▸ **Goal of the exercise**
Nothing but a number belongs in the answer: the count of lines below that contain the word "white".
═══ Data for processing ═══
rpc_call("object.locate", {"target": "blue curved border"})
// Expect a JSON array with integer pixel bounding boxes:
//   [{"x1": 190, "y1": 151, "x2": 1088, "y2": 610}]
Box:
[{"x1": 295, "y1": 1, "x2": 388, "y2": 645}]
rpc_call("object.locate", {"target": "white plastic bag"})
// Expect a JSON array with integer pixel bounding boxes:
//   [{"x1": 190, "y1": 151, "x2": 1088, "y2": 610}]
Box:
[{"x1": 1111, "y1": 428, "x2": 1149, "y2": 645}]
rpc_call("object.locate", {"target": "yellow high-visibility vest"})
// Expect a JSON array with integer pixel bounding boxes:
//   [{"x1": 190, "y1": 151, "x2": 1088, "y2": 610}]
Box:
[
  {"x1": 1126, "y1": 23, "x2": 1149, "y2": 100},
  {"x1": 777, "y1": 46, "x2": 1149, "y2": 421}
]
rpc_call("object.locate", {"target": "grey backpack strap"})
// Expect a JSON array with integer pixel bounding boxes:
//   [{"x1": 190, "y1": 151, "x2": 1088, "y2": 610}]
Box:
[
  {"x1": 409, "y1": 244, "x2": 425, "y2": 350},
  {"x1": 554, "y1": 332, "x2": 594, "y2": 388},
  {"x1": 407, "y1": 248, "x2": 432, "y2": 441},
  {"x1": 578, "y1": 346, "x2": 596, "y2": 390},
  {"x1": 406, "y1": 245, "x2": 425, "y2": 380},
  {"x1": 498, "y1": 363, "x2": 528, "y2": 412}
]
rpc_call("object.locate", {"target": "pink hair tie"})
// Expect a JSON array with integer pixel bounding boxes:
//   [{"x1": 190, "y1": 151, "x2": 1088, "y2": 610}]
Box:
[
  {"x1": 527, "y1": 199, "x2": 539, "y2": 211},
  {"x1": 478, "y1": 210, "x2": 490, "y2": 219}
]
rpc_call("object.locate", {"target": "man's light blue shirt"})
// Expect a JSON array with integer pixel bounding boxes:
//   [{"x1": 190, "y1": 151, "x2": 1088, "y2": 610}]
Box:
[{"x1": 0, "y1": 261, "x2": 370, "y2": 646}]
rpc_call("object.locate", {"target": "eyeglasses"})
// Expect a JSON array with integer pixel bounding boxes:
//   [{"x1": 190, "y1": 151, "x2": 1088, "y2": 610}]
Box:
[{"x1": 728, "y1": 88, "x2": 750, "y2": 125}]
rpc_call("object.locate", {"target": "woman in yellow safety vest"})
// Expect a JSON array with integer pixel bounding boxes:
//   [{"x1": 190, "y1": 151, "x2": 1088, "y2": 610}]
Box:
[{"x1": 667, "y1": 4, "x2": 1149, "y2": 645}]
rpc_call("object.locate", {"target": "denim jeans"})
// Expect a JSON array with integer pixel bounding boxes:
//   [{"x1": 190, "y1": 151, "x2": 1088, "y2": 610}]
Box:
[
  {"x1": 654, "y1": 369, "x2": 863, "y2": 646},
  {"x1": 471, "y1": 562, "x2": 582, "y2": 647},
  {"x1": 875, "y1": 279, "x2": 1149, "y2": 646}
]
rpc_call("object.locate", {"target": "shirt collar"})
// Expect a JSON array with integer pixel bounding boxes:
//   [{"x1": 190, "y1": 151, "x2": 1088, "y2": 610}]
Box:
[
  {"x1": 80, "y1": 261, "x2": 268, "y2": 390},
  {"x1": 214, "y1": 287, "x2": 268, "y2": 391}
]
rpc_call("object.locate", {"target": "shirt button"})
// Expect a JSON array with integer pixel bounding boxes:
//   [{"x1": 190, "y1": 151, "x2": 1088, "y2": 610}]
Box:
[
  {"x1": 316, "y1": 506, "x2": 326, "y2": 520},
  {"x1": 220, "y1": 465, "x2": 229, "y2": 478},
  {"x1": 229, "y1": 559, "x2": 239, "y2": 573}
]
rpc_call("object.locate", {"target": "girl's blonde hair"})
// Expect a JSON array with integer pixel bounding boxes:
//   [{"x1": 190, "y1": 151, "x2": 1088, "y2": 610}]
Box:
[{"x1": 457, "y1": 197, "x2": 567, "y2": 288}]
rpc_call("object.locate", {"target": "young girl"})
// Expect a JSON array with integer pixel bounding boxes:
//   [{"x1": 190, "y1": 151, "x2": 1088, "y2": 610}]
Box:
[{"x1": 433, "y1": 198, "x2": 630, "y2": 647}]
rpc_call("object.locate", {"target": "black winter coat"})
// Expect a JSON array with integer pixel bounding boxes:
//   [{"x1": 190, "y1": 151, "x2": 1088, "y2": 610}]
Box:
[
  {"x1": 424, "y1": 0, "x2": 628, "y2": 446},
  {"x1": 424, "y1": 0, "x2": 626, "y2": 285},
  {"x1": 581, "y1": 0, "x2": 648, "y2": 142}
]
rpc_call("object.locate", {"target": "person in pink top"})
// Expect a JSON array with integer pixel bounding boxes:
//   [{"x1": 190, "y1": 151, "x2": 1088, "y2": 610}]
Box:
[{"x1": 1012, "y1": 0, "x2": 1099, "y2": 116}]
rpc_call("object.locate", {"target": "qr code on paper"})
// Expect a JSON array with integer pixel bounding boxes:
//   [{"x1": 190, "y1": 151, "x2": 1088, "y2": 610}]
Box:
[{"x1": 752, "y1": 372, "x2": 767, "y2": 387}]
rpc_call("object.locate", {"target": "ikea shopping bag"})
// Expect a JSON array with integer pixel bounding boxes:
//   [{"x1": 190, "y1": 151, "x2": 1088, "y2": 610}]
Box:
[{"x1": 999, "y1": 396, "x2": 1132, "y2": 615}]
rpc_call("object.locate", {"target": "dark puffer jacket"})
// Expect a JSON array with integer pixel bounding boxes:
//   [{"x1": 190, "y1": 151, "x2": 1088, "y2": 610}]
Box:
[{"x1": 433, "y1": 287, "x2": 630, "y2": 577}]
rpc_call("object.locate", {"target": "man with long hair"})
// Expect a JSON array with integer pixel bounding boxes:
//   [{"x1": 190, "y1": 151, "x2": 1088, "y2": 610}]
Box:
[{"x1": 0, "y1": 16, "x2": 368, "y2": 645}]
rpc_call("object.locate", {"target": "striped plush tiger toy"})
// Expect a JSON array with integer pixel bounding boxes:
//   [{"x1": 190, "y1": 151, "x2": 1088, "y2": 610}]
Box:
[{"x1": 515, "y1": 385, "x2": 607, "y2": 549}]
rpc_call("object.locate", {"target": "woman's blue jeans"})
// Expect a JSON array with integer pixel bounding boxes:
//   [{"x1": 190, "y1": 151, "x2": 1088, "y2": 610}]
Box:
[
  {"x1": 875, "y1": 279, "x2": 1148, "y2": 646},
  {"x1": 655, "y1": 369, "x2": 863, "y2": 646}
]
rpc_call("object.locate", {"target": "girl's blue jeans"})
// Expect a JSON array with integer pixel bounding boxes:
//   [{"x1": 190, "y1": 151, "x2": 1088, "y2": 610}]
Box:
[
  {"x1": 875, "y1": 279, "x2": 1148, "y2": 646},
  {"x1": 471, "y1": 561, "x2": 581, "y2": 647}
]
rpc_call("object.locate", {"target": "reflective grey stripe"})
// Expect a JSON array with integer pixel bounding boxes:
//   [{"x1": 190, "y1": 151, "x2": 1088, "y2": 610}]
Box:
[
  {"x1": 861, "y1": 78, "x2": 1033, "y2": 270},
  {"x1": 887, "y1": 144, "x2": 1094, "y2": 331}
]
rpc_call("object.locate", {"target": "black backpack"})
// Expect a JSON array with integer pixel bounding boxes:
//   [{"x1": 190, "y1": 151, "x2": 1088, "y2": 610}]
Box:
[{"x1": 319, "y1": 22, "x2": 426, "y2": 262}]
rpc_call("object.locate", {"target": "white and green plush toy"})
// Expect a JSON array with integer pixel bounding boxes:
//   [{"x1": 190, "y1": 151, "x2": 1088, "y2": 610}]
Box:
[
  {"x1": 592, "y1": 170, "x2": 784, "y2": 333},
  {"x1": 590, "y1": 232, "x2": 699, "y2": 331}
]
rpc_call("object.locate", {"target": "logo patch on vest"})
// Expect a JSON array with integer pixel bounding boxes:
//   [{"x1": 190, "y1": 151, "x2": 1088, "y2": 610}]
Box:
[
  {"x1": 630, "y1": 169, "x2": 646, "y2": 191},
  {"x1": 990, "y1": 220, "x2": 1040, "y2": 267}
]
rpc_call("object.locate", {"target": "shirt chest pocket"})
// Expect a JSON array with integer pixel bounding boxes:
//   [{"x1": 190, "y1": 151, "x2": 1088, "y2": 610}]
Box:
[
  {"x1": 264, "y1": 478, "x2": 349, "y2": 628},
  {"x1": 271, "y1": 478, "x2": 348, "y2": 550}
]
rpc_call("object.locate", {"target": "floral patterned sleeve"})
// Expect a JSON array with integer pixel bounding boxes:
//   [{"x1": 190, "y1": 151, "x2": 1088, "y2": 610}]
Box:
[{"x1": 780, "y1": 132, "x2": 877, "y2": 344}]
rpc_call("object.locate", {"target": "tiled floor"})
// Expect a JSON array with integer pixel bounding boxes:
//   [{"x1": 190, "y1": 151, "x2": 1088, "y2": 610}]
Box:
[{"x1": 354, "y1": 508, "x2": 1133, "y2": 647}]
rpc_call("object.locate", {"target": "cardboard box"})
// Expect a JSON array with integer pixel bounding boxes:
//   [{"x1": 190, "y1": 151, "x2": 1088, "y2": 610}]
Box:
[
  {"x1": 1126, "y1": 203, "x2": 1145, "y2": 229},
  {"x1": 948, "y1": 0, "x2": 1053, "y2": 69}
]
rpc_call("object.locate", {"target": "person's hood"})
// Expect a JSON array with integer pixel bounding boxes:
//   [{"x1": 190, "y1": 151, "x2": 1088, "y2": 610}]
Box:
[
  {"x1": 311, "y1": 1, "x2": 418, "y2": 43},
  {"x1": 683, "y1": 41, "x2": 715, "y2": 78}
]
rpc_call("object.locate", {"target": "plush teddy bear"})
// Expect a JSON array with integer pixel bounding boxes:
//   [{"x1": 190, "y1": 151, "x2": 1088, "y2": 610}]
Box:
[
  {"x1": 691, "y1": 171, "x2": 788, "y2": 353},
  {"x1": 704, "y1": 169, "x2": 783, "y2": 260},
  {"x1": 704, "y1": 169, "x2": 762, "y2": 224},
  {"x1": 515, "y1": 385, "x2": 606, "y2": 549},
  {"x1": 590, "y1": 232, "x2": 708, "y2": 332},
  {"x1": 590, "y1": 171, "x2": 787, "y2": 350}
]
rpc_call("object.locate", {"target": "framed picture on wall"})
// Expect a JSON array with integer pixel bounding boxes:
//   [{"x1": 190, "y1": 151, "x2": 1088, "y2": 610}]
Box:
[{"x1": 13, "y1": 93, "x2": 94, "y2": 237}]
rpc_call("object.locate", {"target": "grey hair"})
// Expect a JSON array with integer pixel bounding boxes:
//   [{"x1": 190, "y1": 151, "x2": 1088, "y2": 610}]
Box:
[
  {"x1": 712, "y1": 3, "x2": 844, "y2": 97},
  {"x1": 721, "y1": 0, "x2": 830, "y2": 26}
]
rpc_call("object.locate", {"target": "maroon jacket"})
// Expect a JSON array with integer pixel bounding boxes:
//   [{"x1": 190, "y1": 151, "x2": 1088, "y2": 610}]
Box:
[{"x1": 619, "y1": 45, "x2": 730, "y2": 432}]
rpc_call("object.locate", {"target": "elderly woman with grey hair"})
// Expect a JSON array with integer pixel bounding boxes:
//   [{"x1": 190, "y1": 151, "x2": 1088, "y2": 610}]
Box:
═══
▸ **Problem solution**
2